What you should do —
Quote word for word the lines below, beginning with the first and ending with the one that has "Target: horse's foreleg". Drop the pictures.

--- Task input Enclosed Below ---

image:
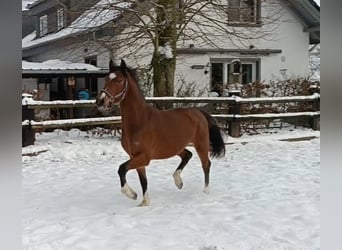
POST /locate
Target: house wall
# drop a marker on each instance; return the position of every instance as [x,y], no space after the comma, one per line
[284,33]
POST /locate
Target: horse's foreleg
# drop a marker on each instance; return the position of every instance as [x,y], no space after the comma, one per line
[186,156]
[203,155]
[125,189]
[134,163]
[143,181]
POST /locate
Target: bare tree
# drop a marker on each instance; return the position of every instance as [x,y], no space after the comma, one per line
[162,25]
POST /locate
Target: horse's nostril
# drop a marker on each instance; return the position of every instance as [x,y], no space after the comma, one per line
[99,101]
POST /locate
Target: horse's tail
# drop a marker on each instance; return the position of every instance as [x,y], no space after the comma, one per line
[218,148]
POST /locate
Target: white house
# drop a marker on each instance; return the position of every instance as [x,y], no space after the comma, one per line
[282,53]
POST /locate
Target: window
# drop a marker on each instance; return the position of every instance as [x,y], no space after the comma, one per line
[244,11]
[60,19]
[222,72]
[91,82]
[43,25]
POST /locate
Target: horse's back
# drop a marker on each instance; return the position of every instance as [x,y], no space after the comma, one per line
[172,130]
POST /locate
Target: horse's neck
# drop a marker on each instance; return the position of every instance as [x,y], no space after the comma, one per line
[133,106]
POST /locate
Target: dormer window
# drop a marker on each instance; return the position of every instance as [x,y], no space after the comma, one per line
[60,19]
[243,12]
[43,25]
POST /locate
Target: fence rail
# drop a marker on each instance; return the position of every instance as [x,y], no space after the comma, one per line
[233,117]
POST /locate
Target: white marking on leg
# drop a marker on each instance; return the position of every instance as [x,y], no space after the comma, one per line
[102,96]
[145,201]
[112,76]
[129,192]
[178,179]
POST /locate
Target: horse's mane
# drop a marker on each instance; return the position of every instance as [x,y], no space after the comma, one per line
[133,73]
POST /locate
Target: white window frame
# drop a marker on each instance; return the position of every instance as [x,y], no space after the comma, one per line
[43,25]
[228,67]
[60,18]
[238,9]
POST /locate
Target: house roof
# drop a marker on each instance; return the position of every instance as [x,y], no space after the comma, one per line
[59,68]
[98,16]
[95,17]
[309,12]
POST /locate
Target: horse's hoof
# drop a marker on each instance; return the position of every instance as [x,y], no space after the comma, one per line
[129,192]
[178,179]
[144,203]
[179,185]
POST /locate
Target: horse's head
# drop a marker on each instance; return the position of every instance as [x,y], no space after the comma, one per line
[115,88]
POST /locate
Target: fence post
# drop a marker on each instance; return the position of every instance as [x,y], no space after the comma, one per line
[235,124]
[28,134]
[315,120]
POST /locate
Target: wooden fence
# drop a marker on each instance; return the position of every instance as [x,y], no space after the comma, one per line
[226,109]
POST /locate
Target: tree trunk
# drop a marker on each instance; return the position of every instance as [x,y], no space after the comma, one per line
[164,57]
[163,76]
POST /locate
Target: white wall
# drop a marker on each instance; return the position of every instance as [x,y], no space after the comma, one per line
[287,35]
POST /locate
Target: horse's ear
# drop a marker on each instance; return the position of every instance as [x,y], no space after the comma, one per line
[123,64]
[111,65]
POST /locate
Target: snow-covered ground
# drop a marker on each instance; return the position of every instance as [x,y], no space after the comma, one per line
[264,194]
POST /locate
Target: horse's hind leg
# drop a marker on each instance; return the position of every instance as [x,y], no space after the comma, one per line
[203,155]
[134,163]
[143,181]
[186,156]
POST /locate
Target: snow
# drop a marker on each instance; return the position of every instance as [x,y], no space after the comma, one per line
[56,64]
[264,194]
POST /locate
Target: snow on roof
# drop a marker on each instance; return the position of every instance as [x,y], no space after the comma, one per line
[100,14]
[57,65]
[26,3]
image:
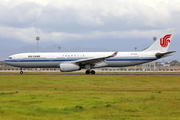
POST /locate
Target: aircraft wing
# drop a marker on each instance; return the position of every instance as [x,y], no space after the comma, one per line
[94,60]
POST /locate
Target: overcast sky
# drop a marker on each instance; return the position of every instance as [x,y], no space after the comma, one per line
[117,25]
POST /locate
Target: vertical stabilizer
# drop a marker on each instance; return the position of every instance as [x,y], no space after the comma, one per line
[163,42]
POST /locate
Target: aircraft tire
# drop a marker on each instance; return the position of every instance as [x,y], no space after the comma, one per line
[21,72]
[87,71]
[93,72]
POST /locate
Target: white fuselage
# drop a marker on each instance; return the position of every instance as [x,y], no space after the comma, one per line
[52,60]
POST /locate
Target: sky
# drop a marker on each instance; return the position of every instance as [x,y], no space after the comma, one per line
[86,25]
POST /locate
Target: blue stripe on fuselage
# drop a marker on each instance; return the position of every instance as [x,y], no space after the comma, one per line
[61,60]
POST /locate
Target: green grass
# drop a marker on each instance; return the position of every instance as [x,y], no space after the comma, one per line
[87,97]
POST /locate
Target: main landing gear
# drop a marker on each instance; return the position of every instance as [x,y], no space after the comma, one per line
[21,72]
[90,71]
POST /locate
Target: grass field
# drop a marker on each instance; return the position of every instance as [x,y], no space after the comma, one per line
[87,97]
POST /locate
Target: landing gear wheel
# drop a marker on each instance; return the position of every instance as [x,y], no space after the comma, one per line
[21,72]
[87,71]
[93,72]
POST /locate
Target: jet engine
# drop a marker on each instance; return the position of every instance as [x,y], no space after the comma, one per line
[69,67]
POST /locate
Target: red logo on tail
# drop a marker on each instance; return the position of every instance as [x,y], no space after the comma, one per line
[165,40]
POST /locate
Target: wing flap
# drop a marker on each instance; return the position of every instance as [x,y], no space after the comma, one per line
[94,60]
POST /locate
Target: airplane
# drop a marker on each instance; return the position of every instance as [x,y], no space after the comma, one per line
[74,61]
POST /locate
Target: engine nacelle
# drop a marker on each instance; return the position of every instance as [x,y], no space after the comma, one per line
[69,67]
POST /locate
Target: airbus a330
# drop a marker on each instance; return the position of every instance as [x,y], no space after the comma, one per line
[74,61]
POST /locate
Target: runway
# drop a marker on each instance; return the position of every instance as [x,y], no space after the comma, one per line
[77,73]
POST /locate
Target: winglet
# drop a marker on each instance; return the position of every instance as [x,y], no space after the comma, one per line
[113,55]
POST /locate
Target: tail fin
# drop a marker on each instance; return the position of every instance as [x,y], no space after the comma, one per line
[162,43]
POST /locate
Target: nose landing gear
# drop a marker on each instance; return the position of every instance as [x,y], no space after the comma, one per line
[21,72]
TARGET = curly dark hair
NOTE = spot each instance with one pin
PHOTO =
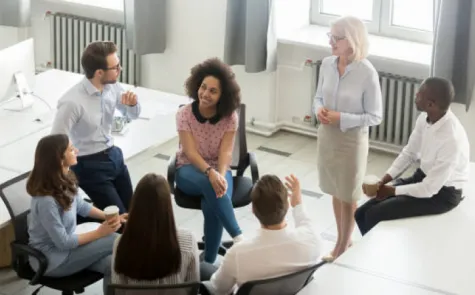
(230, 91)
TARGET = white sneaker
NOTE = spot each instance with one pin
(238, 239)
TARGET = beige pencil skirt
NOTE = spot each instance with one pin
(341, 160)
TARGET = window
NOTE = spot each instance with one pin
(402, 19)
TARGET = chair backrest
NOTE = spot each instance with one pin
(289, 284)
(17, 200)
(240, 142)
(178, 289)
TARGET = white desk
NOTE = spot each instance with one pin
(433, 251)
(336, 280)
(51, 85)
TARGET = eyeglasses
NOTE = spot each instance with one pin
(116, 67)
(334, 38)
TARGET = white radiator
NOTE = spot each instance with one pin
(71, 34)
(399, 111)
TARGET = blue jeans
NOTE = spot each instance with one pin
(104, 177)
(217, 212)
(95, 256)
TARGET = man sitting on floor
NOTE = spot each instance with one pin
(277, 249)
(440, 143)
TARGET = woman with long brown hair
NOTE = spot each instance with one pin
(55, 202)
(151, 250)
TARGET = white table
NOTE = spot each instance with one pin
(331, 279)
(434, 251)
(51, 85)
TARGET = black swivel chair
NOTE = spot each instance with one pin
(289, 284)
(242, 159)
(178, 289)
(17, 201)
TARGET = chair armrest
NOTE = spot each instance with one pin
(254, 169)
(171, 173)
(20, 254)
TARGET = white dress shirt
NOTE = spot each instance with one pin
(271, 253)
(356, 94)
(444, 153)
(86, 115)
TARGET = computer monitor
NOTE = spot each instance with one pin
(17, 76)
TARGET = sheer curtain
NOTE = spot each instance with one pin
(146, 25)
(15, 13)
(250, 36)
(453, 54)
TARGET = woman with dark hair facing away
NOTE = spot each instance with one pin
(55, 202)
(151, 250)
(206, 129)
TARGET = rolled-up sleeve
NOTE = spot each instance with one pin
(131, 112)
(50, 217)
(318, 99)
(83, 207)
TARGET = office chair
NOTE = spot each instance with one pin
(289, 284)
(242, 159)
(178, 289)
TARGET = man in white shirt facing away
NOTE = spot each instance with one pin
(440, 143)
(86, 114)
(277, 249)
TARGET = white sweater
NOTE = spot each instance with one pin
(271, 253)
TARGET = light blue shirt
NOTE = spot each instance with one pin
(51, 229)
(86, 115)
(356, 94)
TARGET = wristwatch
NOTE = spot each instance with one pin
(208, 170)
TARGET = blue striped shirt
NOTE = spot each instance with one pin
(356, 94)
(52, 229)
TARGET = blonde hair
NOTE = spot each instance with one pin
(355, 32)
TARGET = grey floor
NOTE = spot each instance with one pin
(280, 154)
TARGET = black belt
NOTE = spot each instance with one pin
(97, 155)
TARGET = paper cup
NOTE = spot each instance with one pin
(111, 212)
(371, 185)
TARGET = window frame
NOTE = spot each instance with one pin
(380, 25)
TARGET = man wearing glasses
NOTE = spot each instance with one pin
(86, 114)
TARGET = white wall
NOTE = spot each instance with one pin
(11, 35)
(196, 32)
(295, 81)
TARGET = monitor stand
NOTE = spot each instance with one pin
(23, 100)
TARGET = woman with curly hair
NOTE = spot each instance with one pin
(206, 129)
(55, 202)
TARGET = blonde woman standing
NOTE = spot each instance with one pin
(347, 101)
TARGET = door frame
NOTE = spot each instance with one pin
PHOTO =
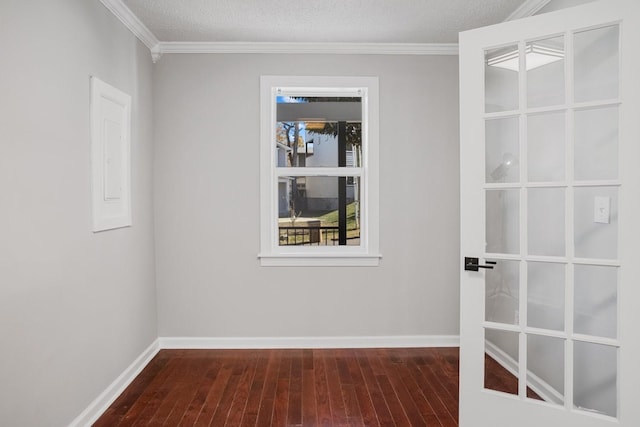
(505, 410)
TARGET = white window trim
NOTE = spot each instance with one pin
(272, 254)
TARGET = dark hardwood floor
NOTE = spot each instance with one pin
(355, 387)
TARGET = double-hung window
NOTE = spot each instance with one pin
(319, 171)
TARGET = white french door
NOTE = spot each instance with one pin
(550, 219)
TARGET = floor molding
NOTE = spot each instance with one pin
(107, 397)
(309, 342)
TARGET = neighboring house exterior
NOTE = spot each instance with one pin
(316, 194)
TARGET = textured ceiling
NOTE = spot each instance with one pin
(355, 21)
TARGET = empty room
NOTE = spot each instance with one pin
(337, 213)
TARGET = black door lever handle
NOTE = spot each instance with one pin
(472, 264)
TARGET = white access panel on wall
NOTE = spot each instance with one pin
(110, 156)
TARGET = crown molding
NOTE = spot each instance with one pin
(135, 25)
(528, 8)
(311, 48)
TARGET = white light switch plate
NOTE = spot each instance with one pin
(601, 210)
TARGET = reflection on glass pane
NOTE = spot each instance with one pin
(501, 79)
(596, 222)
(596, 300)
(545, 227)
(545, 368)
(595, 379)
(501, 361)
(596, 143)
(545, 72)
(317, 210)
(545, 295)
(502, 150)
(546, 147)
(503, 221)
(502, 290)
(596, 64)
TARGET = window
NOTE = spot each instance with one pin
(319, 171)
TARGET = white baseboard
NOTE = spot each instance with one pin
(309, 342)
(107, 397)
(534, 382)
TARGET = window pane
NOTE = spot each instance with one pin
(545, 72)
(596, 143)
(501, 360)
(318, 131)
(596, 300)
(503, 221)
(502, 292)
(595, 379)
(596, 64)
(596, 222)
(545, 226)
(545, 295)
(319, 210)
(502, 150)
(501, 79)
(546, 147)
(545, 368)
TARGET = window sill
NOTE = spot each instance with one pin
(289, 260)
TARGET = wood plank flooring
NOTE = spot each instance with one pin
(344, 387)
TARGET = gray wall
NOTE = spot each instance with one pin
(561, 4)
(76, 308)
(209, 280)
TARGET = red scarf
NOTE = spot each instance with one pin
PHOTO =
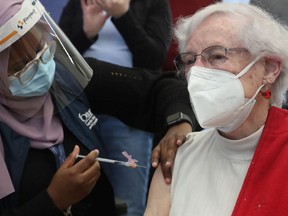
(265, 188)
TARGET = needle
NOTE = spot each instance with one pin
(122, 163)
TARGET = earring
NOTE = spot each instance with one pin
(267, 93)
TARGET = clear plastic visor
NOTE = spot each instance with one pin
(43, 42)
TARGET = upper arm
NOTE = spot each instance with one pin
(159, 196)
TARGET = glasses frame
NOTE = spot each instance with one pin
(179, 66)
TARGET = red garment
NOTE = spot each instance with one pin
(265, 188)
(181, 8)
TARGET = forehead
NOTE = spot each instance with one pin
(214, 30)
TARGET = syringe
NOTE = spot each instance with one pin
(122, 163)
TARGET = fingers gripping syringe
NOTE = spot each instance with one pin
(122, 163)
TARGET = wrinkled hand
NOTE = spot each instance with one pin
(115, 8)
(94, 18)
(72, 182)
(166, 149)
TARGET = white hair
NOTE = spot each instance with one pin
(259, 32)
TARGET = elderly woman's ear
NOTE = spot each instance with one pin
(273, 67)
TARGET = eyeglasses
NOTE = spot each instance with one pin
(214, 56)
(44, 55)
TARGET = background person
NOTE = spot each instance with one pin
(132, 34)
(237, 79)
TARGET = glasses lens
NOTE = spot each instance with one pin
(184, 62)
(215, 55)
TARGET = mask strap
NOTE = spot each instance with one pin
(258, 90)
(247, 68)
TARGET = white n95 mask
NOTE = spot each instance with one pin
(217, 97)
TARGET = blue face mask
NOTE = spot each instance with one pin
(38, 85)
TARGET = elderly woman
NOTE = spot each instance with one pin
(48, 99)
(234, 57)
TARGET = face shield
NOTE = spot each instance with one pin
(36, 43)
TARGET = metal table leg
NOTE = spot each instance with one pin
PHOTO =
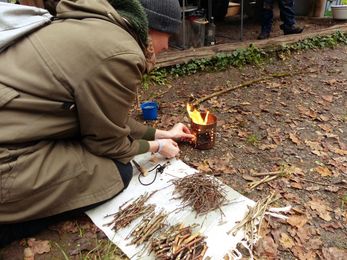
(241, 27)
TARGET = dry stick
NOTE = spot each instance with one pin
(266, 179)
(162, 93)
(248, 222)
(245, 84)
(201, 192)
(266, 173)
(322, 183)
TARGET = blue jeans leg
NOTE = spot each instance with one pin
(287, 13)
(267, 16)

--- End of Enclosed Task input ---

Response to the exercise —
image:
POST /locate
Target: house wall
# drop a marker on each instance; return the position of every instance as [x,y], no space after the comma, one per line
[284,33]
POST /locate
Target: horse's foreleg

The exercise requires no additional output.